But the doctor, who died of covid-19 at Suburban Hospital on Nov. 30, 2020, could point with equal pride to a remarkable career in medical research. He was 85.

In the 1970s, Daguillard founded one of the first schools in the field of immunology at Laval University in Quebec and served on the Canadian Medical Research Council.

Later, at the Hôpital des Enfants-Malades in Paris, the world’s oldest pediatric hospital, he studied severe combined immunodeficiency (SCID), the genetic condition that causes children to live as “bubble babies” in a plastic-cocooned, germ-free environment.

“He was proudest of his work on the T cell; he was one of the first researchers to identify its involvement in immune response,” said his wife, Rita. “He also organized one of the earliest leukocyte conferences in 1972 at La Malbaie in Quebec.”

His work with UNESCO and the World Health Organization in the 1980s took Daguillard to sub-Saharan Africa at the height of the AIDS epidemic. He continued his study of HIV, the virus that causes AIDS, when he came to the District in 1985 to lead the AIDS evaluation clinic for the D.C. Department of Health.

In the last two decades, after his retirement from medicine, Daguillard zealously focused on historical research and art collecting, teaching a course on the Haitian Revolution at Benedict College in Columbia, S.C., and serving on the Committee for the Celebration of the Haitian Revolution.

His collections formed the basis of three art exhibits sponsored by the Haitian Embassy, one on the abolitionist Sen. Charles Sumner of Massachusetts and his efforts to gain U.S. diplomatic recognition for Haiti; a bicentennial celebration of the Haitian Revolution; and “Enigmatic in his Glory,” an exploration of the frequently contradictory likenesses of revolution leader Toussaint L’Ouverture in artwork. Daguillard returned several times to his native land to lecture on L’Ouverture and the Haitian revolution and even used his medical background to explore the controversies surrounding the Haitian liberator’s death and autopsy.

“He expressed pride that he was a medical professional who had interests outside his work,” his son Robert said.

Daguillard began acquiring sketches, prints and paintings in the 1960s, but the avocation really took hold during a Paris sabbatical. By the 1980s he had cultivated innumerable relationships in the Parisian art world, not only with galleries and dealers but often with the artists themselves.

French informalist painter and sculptor Jean Messagier gifted him a sketch of civil rights icon Angela Davis. He purchased several portraits of renowned American jazz musicians by Polish painter and poster artist Waldemar Swierzy and later commissioned a portrait of the Rev. Martin Luther King Jr. from Swierzy.

Fritz Daguillard was born June 1, 1935, in Les Cayes, Haiti. His father owned an import-export business. He received a medical degree from the University of Haiti in Port-au-Prince and came to the United States in 1963 for a residency at Albert Einstein Hospital in Philadelphia. He received a master’s from Harvard Medical School and, after moving to Canada, a PhD from McGill University in Montreal.

Daguillard and wife Rita, an attorney who has retired from the U.S. Transportation Department, were married for 53 years and lived in Bethesda.

John Lawrence, a retired curator with the Historic New Orleans Collection, worked with Daguillard on an exhibit about the Haitian migration to Louisiana before the Louisiana Purchase. He recalled how devoted the doctor was to chronicling the story of his people.

“He was always a student,” Lawrence said. “He never stopped learning.”

“That’s what makes a good collector,” he added. “You’re never at the point where you know it all. It’s having a great eye and a sharp mind and passionate pursuit for the material coupled with a willingness to share it — the ability not only to present these things but to tell the story and also state where the objects drive the narrative.”

[Dataset entries]
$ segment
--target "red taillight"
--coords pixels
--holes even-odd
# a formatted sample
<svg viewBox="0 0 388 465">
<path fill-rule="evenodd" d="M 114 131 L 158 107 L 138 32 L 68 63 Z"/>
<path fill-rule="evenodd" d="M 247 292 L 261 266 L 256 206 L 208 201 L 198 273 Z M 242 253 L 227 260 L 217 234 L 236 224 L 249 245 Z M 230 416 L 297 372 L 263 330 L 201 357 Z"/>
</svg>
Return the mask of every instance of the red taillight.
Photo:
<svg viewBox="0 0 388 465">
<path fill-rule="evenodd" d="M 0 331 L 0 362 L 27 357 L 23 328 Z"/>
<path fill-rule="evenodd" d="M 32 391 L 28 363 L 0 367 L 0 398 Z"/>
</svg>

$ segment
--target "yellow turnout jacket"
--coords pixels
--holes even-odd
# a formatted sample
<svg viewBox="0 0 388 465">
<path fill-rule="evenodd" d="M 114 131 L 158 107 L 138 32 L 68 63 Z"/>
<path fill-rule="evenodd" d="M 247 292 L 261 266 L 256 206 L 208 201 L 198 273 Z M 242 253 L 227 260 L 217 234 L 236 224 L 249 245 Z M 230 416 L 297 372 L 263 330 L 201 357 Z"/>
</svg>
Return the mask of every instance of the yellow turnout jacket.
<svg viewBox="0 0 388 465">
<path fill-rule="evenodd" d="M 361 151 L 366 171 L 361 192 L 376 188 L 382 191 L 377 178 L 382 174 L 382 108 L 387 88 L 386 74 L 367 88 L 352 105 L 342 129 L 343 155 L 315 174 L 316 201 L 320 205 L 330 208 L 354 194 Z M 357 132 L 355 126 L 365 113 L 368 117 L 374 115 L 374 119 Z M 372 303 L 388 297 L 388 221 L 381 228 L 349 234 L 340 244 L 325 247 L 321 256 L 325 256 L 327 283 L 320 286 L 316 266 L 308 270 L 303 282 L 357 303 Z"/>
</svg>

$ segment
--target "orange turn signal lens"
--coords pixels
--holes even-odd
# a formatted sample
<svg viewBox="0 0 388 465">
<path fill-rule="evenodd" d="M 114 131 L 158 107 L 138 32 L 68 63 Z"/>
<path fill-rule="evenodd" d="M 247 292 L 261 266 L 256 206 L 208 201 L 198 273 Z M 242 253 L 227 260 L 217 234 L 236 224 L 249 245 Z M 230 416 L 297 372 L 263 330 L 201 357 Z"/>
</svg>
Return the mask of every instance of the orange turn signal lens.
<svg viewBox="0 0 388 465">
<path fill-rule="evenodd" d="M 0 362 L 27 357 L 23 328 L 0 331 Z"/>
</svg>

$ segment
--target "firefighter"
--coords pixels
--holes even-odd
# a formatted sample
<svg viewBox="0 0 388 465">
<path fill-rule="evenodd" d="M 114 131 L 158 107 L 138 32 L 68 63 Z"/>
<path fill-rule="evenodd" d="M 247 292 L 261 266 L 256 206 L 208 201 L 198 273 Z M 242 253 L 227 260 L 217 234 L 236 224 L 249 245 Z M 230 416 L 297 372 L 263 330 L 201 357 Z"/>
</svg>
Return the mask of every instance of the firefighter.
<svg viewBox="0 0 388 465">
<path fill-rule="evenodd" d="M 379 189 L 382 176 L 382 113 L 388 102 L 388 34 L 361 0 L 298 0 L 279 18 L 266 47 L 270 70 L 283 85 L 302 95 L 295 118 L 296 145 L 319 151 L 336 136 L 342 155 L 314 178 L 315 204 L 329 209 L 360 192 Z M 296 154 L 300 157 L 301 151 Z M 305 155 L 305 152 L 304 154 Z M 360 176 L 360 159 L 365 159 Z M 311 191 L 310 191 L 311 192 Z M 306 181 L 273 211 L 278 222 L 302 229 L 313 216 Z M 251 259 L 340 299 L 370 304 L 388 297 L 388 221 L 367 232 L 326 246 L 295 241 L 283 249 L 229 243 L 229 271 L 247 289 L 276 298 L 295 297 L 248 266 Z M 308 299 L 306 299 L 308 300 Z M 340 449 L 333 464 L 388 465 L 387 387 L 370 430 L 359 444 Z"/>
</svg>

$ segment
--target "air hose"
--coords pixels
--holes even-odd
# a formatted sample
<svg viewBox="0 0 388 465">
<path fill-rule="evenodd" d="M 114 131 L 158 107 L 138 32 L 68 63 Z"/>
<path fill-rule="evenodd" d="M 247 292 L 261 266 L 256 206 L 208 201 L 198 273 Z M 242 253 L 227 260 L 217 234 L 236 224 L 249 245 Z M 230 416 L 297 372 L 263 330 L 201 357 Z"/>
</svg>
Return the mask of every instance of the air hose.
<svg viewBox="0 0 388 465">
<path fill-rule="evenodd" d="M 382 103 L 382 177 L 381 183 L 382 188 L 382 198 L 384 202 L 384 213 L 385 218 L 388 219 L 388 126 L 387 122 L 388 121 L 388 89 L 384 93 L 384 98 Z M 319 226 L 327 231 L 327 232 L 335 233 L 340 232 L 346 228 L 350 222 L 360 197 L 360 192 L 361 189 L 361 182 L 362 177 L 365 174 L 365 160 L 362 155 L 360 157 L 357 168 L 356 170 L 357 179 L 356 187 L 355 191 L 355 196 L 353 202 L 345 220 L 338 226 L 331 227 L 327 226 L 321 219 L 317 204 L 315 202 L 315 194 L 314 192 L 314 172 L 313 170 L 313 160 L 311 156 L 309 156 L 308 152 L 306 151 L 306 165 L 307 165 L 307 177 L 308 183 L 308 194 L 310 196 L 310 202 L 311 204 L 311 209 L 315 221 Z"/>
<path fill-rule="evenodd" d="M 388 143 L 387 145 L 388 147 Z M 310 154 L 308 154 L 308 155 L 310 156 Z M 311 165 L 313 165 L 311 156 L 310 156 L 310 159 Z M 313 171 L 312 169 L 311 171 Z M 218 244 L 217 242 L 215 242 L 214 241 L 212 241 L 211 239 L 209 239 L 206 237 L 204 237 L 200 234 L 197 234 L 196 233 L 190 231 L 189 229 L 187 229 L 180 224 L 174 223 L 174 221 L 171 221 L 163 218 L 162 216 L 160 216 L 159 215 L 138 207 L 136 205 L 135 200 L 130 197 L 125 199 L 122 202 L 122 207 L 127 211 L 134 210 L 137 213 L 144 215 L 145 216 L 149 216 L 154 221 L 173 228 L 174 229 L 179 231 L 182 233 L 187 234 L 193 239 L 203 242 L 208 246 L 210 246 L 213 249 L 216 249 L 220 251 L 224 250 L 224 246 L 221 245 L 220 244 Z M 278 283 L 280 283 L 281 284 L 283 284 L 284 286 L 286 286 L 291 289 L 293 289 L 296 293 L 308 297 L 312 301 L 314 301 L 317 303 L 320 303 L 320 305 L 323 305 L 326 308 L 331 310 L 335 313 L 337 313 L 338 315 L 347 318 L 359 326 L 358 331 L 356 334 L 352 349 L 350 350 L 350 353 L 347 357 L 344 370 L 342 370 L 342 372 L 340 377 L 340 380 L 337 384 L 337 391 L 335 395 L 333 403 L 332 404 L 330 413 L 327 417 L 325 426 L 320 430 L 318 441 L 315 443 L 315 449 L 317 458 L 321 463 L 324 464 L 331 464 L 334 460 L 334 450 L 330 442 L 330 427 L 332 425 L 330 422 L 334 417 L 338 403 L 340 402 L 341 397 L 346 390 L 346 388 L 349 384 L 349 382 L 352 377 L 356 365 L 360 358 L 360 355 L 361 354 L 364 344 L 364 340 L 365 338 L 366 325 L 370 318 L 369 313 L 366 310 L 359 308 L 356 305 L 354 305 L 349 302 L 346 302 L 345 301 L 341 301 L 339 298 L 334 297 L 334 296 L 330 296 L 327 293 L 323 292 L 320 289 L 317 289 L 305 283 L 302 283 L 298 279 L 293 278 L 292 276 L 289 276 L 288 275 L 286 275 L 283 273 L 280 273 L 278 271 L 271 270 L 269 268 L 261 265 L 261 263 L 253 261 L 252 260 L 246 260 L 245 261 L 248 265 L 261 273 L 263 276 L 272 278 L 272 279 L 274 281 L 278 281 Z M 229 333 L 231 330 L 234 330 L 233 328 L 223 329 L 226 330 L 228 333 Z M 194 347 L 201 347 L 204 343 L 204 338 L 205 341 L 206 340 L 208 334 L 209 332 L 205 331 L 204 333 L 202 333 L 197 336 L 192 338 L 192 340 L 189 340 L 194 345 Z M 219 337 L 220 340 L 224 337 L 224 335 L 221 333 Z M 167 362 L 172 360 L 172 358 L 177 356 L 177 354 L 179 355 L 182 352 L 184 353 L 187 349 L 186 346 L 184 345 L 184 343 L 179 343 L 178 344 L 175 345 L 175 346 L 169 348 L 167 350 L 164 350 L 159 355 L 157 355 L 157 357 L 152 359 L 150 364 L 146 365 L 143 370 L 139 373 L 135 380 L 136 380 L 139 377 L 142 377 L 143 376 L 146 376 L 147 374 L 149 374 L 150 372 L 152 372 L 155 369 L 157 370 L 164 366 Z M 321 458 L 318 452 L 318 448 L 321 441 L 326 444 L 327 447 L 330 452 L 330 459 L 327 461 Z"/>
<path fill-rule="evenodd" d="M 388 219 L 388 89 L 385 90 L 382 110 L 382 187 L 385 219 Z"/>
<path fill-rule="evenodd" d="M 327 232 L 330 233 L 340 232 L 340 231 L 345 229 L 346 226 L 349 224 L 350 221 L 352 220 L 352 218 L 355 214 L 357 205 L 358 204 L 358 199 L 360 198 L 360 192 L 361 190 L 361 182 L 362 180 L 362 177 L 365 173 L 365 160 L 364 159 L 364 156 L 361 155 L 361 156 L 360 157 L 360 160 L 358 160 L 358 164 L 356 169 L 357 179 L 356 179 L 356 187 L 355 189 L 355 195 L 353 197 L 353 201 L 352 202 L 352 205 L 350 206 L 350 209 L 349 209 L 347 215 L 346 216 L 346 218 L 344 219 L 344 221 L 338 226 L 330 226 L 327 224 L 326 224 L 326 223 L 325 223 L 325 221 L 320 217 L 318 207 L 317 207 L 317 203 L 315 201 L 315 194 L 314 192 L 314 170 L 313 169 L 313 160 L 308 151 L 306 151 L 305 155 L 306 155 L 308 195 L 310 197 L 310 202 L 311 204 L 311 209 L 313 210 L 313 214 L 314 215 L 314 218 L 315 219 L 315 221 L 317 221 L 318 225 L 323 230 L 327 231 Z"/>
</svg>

● ACTIVITY
Rewrite the part of the profile of Fritz Daguillard that opens with "French informalist painter" and closes with "Jr. from Swierzy.", using "drawing" in place of "sketch".

● SOLVED PROBLEM
French informalist painter and sculptor Jean Messagier gifted him a drawing of civil rights icon Angela Davis. He purchased several portraits of renowned American jazz musicians by Polish painter and poster artist Waldemar Swierzy and later commissioned a portrait of the Rev. Martin Luther King Jr. from Swierzy.